_EXTRACT TO READ_
21 Mar 2013
This report builds on a previous ILO report from 2009, "Resilience of the cooperative business model in time of crisis", which highlighted the ways in which co-operative enterprises have shown resilience to the crisis across sectors around the world.
The author of the report, Professor Johnston Birchall, said the crisis has proved that financial co-operatives were less likely to risk as much as PLC banks particularly because their managers did not receive a share of the profits. “Stability and the aversion to risk are built into the DNA of financial co-operatives,” he said.
Mr Birchall explained that although they do not have the same 'ups' as other banks, financial co-operatives do not have the same 'downs' either, thus they are more sustainable businesses.
“In credit unions, in other parts of the world, you can see that they didn’t even face a drop in 2008. They didn’t notice the banking crisis; they just kept on growing slowly, regularly, not dramatically,” he said.
Co-op bank assets grew by ten per cent between 2007 and 2010; and co-op bank customers grew by 14 per cent. Most of the financial co-op losses were made up within a year or two.
Co-operative banks in Europe have come out of the crisis without being severely affected. According to the report, seven of them are in the top 50 safest banks in the world, and across Europe, they exceed the minimum legal capital ratio requirement of eight percent, with an average ratio of about nine percent. In Germany and Austria, co-op banks remained faithful to a conservative business model of just serving their members, thus the crisis had little effect of them.
In France Crédit Agricole, Crédit Mutuel and Banques populaires received loans from the government in October 2008. However, by early 2010 Crédit Mutuel and Crédit Agricole had repaid their loans, and all three groups are now growing again. In the Netherlands, Rabobank was the only large bank that did not need government support. Co-operative banks across Spain and Italy have been damaged more by the wider economic crisis that was triggered by the banking crisis.
According to the ILO report, the banking crisis had a severe impact on Africa. Nevertheless, between 2007 and 2010 savings grew by 34 per cent, and loans by 37 per cent.
In North America, credit unions recorded an increase of 23 per cent in terms of saving, between 2008 and 2010, with customers choosing co-operative banks rather than PLC banks. Savings have also increased in Latin America and Asia.
Furthermore, according to the ILO report, countries where the co-op banking model is strong have proved to be less affected by the crisis than countries where the model is absent.
Financial co-operatives invest in local economies, lend to SMEs, provide people with low incomes with banking services they would otherwise not be able to access and bring diversity to the banking industry.
The report also explains that financial co-operatives help to prevent the danger of monopolistic supply by moneylenders, correcting market failure. Financial co-operatives also prevent conflict of interest between owners and customers because customers are the ones that own the business. Most importantly, they provide no incentives to risk-taking because they are not under pressure to maximise profits.

_EXERCISE DATA_
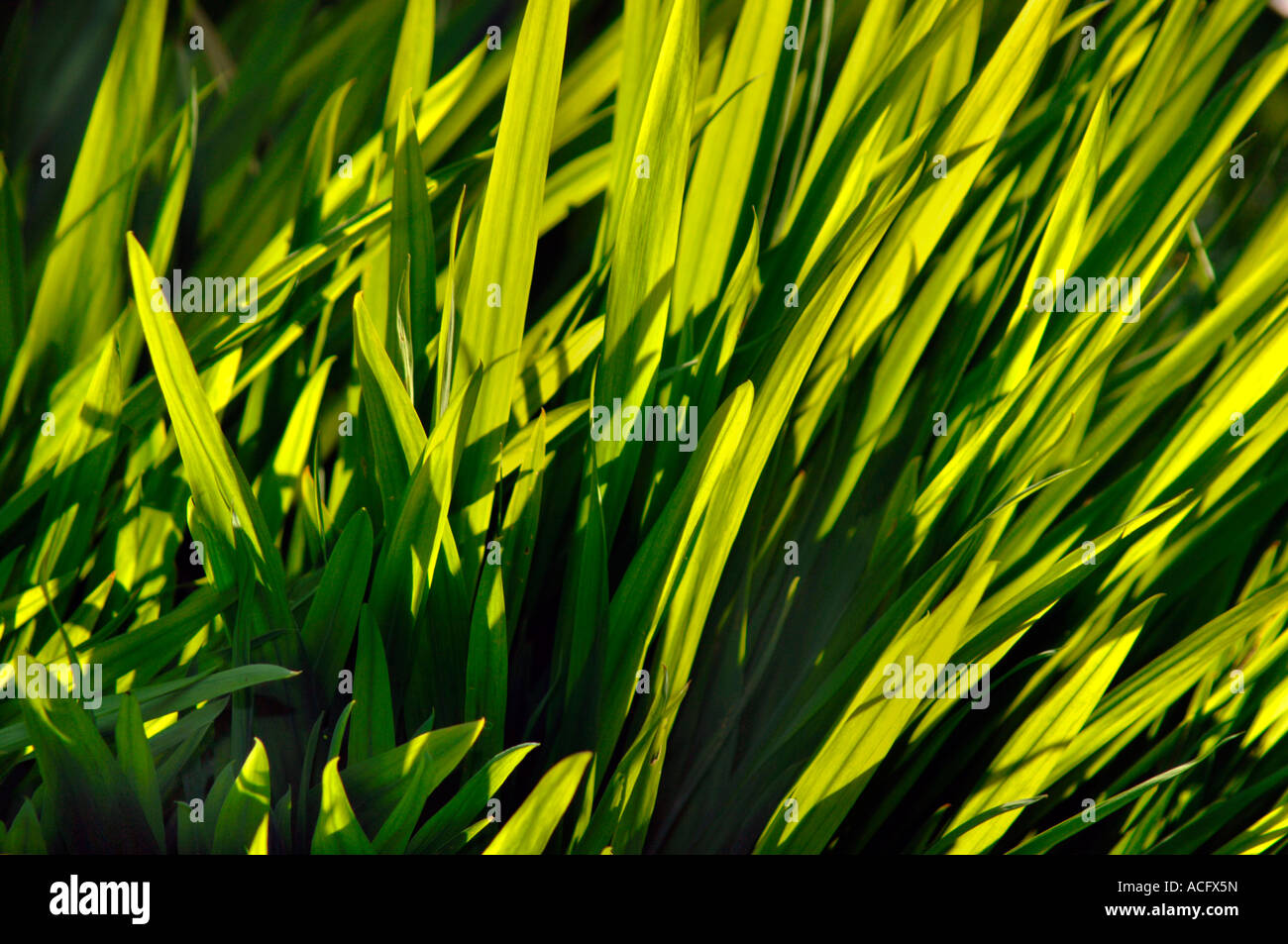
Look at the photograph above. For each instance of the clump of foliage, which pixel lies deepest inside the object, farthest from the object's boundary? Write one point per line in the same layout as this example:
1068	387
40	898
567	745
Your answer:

_YOUR INSTRUCTIONS_
Could you output the passage of the text on financial co-operatives, word for word, from "In France Crédit" up to and including "the banking crisis."?

_OUTPUT_
In France Crédit Agricole, Crédit Mutuel and Banques populaires received loans from the government in October 2008. However, by early 2010 Crédit Mutuel and Crédit Agricole had repaid their loans, and all three groups are now growing again. In the Netherlands, Rabobank was the only large bank that did not need government support. Co-operative banks across Spain and Italy have been damaged more by the wider economic crisis that was triggered by the banking crisis.